(Kutipan untuk Dibaca):
Sabtu - 2 Juni 2007 Anakku berumur 1 tahun

        Alhamdulillah, besok (sebentar lagi), 2 juni 2007,  genap 1 tahun umur Anak kami yang pertama. Bukanlah perayaan yang terpenting bagi kami. Melainkan makna satu tahun umur dia yang jauh lebih penting. Bagi kami hari-hari adalah sama saja, namun pemaknaan tempo waktu sendiri itulah yang penting. Dalam hal ini dalam rentang satu tahun hal apakah yang telah kami lakukan.

        Kembali bercerita tentang anak kami, Ia terlahir dengan berat badan 3.3 kg / panjang badan 49 cm. Kemudian kami beri nama Fatih Abdurrahman Rahmat. Fatih bermakna pembuka, pemenang. Abdurrahman bermakna hamba dari Allah yang Rahman (maha pengasih) - diambil dari hadits Rasulullah: "Sebaik-baik nama adalah Abdullah dan Abdurrahman". Rahmat diambil dari namaku (sebenarnya namaku Rakhmat adalah salah ketik sekretaris desa waktu itu. Hingga aku berumur 12 tahun, orangtuaku baru sadar setelah buka akta ternyata bernama Rakhmat bukan Rahmat). Ya… anak pertama kami merupakan suatu Rahmat dan anugerah bagi kami. Betapa tidak, kami mempunyai anak tidak lama setelah menikah dan berkelamin laki-laki sesuai harapan kami. Kami sangat bersyukur dengan Anugerah ini.

        Setiap insan mempunyai kisah yang bisa diambil hikmahnya, demikian pula dengan kisah kelahiran anak kami. Saat hamil, istri belum selesai mengambil co-as di kedokteran, sementara aku harus bekerja di perusahaan Migas BUMN di Prabumulih Sumatera Selatan, 90 KM / 2 jam dari Palembang. Jadi di awal kehamilan kami harus berpisah. Saat kandungan awal bulan pertama pun sempat terjadi pendarahan, alhamdulillah bisa diatasi. Saat kandungan berumur 3 bulan barulah kami bersama. Namun itu pun tidak berlangsung terus menerus. Saat kandungan 6 bulan, istri sempat pulang ke Jogja sendiri (jadi Prabumulih - Jogja pp), padahal membutuhkan waktu setidaknya 8 jam perjalanan darat dan udara. Hal itu terpaksa kami lakukan karena ada urusan mendadak dan aku harus ke lokasi pemboran yang lumayan jauh jaraknya, dan kami harus berpisah setidaknya 2 minggu.

(Yang Perlu Dilakukan):
[1] Menurut catatan tentang ulang tahun pertama anak itu, berapa berat badan sang anak saat lahir?
[2] Tuliskan kembali bagian catatan tentang ulang tahun pertama anak itu, semuanya dari "Setiap insan mempunyai" sampai ke "setidaknya 2 minggu.".
[3] Teruskan catatan tentang ulang tahun pertama anak itu, mulai setelah kalimat terakhirnya.

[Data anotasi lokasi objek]
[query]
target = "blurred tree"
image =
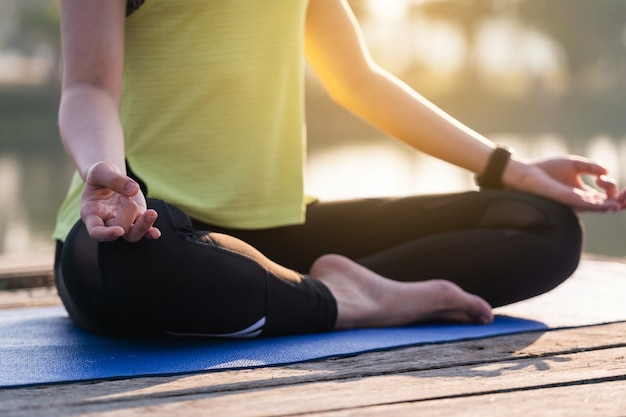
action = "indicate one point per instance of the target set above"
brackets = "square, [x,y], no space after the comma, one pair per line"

(Hasil Berurutan):
[1] 3.3 kg

[2]
Setiap insan mempunyai kisah yang bisa diambil hikmahnya, demikian pula dengan kisah kelahiran anak kami. Saat hamil, istri belum selesai mengambil co-as di kedokteran, sementara aku harus bekerja di perusahaan Migas BUMN di Prabumulih Sumatera Selatan, 90 KM / 2 jam dari Palembang. Jadi di awal kehamilan kami harus berpisah. Saat kandungan awal bulan pertama pun sempat terjadi pendarahan, alhamdulillah bisa diatasi. Saat kandungan berumur 3 bulan barulah kami bersama. Namun itu pun tidak berlangsung terus menerus. Saat kandungan 6 bulan, istri sempat pulang ke Jogja sendiri (jadi Prabumulih - Jogja pp), padahal membutuhkan waktu setidaknya 8 jam perjalanan darat dan udara. Hal itu terpaksa kami lakukan karena ada urusan mendadak dan aku harus ke lokasi pemboran yang lumayan jauh jaraknya, dan kami harus berpisah setidaknya 2 minggu.

[3]
        Saat usia kehamilan 8 bulan (tepatnya 33 minggu), aku antar istriku kembali ke Jogja. Nekad memang untuk naik pesawat dan perjalanan jauh di usia kandungan lewat 7 bulan. Hal ini kami lakukan karena istri ingin sekali melahirkan di Jogja, selain dekat dengan orang tua, juga karena di Jogja kami bisa dilayani dokter kandungan wanita. Hal ini lebih syar'ie (sesuai agama) bagi kami. Dan…. Kami berpisah lagi…. Aku harus kembali kerja ke Prabumulih.

        Tujuh minggu pun berlalu, HPL (Hari Perkiraan Lahir) anak kami adalah hari Sabtu, 28 Mei 2006. tapi entah mengapa aku yakin bahwa lahirnya akan mundur. Namun untuk mengantisipasi hal-hal yang tidak diinginkan, aku berani berangkat ke Jogja hari rabu walaupun sempat dimarahi bos karena pulang lebih awal. Waktu itu, jumat adalah hari libur sehingga susah untuk mencari tiket untuk hari kamis. Hari kamisnya ambil cuti sehari. Waktu itu aku nekad saja, tidak apa-apa dimarahi bos, karena aku merasa harus pulang hari Rabu. Ternyata firasat aku benar. Hari kamis dan jumat beberapa penerbangan pesawat jakarta-jogja diundur, dialihkan ke solo, bahkan ada yang dibatalkan karena ada hujan debu merapi.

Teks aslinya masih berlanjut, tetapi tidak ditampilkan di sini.